* [Supplied passage]:

##############################

This bike by Tim Zeliesko was about a year in the making. He owned it for just under 36 hours and rode it only once before he decided he wanted to build his first bike with it. I think it’s an incredibly high-quality build for a first attempt and it should inspire others to set the bar high, even on a first go!
I asked Tim where he started.
“I cut it in half with a saws-all.”
Then, it was welded up and cut apart, assembled, and disassembled about 3 times; each time leaving less and less of the original KZ frame intact. As it sits now, there are only about 8 inches or so left of the original KZ frame. Just enough to still utilize the front motor mount. It started as a bobber, then, after all the dust and sparks settled, it ended up an 8 foot 8 inch metric pro street radical chopper thing.
Somewhere during the middle of the build, Tim’s little suburb of Pittsburgh got flooded and his shop was under 4 feet of water... and so was the bike! Talk about overcoming odds on a first build. At that low point, Tim was discouraged and thought it was never going to be completed. Remarkably, he only took a short 3-month break and was back at it. Not to mention that the “break” included cleaning up after the flood damage (some break)! Suddenly, I find myself thinking of all the excuses I’ve heard and made about why a build lost traction.

##############################

Referring expression grounding data

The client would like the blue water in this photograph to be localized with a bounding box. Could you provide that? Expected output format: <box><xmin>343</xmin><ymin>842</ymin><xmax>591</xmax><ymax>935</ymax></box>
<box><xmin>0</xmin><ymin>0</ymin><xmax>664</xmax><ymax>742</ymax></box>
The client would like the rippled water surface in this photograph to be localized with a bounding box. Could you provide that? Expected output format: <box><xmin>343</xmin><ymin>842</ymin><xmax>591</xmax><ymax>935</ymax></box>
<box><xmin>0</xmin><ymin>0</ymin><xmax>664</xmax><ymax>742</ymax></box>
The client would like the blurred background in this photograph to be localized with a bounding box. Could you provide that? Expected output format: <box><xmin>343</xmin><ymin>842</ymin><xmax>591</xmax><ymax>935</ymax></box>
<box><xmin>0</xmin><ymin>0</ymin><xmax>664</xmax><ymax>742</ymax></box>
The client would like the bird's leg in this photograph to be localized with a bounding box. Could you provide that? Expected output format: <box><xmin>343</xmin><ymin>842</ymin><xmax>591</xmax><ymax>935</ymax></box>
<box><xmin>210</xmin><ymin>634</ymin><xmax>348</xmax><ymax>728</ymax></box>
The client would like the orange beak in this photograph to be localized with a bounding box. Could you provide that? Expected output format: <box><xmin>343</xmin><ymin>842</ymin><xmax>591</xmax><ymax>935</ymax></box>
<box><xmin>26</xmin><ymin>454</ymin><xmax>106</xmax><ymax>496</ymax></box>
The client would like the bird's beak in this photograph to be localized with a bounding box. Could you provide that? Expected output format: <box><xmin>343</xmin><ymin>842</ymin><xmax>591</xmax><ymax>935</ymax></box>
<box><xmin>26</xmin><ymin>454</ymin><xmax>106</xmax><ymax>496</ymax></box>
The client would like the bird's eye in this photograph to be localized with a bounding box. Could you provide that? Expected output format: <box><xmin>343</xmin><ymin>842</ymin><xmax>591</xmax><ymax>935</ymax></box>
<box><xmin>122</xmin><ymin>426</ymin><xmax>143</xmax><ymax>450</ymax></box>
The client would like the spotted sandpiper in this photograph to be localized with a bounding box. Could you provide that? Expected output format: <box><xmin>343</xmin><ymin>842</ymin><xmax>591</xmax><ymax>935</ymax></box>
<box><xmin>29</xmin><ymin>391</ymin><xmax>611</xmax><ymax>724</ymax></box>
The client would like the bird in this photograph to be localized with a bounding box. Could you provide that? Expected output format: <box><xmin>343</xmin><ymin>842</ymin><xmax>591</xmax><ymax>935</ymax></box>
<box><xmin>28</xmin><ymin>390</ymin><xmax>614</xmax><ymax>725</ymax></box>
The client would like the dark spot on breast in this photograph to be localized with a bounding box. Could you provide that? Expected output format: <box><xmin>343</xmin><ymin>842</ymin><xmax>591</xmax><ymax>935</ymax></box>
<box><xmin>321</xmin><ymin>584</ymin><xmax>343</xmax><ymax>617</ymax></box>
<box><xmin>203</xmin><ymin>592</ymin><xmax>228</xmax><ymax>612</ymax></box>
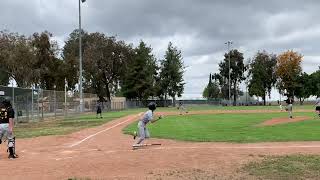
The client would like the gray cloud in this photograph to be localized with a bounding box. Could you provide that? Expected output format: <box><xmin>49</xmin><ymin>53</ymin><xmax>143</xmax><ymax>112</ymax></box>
<box><xmin>0</xmin><ymin>0</ymin><xmax>320</xmax><ymax>97</ymax></box>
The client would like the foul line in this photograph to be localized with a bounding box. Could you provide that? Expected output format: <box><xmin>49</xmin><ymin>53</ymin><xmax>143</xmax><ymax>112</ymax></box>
<box><xmin>69</xmin><ymin>113</ymin><xmax>141</xmax><ymax>148</ymax></box>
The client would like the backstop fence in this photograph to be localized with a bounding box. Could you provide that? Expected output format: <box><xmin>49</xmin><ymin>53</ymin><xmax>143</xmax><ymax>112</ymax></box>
<box><xmin>0</xmin><ymin>86</ymin><xmax>98</xmax><ymax>122</ymax></box>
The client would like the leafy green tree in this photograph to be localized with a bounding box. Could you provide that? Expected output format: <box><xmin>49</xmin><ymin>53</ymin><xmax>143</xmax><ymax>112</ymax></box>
<box><xmin>84</xmin><ymin>33</ymin><xmax>134</xmax><ymax>101</ymax></box>
<box><xmin>294</xmin><ymin>73</ymin><xmax>314</xmax><ymax>105</ymax></box>
<box><xmin>160</xmin><ymin>42</ymin><xmax>185</xmax><ymax>106</ymax></box>
<box><xmin>62</xmin><ymin>29</ymin><xmax>88</xmax><ymax>90</ymax></box>
<box><xmin>0</xmin><ymin>31</ymin><xmax>36</xmax><ymax>87</ymax></box>
<box><xmin>248</xmin><ymin>51</ymin><xmax>277</xmax><ymax>105</ymax></box>
<box><xmin>121</xmin><ymin>41</ymin><xmax>157</xmax><ymax>100</ymax></box>
<box><xmin>276</xmin><ymin>51</ymin><xmax>302</xmax><ymax>97</ymax></box>
<box><xmin>309</xmin><ymin>66</ymin><xmax>320</xmax><ymax>97</ymax></box>
<box><xmin>31</xmin><ymin>31</ymin><xmax>62</xmax><ymax>90</ymax></box>
<box><xmin>202</xmin><ymin>74</ymin><xmax>220</xmax><ymax>100</ymax></box>
<box><xmin>218</xmin><ymin>49</ymin><xmax>246</xmax><ymax>105</ymax></box>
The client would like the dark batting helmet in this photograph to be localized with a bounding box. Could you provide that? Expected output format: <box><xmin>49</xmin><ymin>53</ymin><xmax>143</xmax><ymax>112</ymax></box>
<box><xmin>148</xmin><ymin>102</ymin><xmax>157</xmax><ymax>111</ymax></box>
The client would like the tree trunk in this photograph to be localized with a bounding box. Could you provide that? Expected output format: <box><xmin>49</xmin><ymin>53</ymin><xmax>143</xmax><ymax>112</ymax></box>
<box><xmin>172</xmin><ymin>96</ymin><xmax>176</xmax><ymax>107</ymax></box>
<box><xmin>105</xmin><ymin>83</ymin><xmax>111</xmax><ymax>102</ymax></box>
<box><xmin>299</xmin><ymin>98</ymin><xmax>304</xmax><ymax>105</ymax></box>
<box><xmin>233</xmin><ymin>81</ymin><xmax>237</xmax><ymax>106</ymax></box>
<box><xmin>164</xmin><ymin>93</ymin><xmax>167</xmax><ymax>107</ymax></box>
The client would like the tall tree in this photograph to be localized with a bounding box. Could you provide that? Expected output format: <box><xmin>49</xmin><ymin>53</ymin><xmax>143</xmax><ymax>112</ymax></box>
<box><xmin>218</xmin><ymin>49</ymin><xmax>246</xmax><ymax>105</ymax></box>
<box><xmin>276</xmin><ymin>50</ymin><xmax>302</xmax><ymax>97</ymax></box>
<box><xmin>121</xmin><ymin>41</ymin><xmax>157</xmax><ymax>100</ymax></box>
<box><xmin>202</xmin><ymin>74</ymin><xmax>220</xmax><ymax>100</ymax></box>
<box><xmin>294</xmin><ymin>73</ymin><xmax>314</xmax><ymax>105</ymax></box>
<box><xmin>309</xmin><ymin>66</ymin><xmax>320</xmax><ymax>97</ymax></box>
<box><xmin>0</xmin><ymin>31</ymin><xmax>10</xmax><ymax>86</ymax></box>
<box><xmin>0</xmin><ymin>31</ymin><xmax>35</xmax><ymax>87</ymax></box>
<box><xmin>84</xmin><ymin>33</ymin><xmax>132</xmax><ymax>101</ymax></box>
<box><xmin>248</xmin><ymin>51</ymin><xmax>277</xmax><ymax>105</ymax></box>
<box><xmin>160</xmin><ymin>42</ymin><xmax>185</xmax><ymax>106</ymax></box>
<box><xmin>62</xmin><ymin>29</ymin><xmax>88</xmax><ymax>90</ymax></box>
<box><xmin>32</xmin><ymin>31</ymin><xmax>65</xmax><ymax>90</ymax></box>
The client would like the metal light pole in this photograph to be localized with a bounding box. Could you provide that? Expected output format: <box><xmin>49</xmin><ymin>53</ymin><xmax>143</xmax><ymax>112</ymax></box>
<box><xmin>225</xmin><ymin>41</ymin><xmax>232</xmax><ymax>106</ymax></box>
<box><xmin>79</xmin><ymin>0</ymin><xmax>86</xmax><ymax>112</ymax></box>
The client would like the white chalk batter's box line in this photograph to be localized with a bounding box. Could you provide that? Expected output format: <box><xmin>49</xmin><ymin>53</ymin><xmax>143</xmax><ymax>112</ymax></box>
<box><xmin>69</xmin><ymin>113</ymin><xmax>142</xmax><ymax>148</ymax></box>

##############################

* [Work instructions]: Rewrite the text on Tim Zeliesko's first bike build between "Somewhere during the" and "build lost traction.", inclusive, replacing "discouraged" with "disheartened".

* [Task result]:
Somewhere during the middle of the build, Tim’s little suburb of Pittsburgh got flooded and his shop was under 4 feet of water... and so was the bike! Talk about overcoming odds on a first build. At that low point, Tim was disheartened and thought it was never going to be completed. Remarkably, he only took a short 3-month break and was back at it. Not to mention that the “break” included cleaning up after the flood damage (some break)! Suddenly, I find myself thinking of all the excuses I’ve heard and made about why a build lost traction.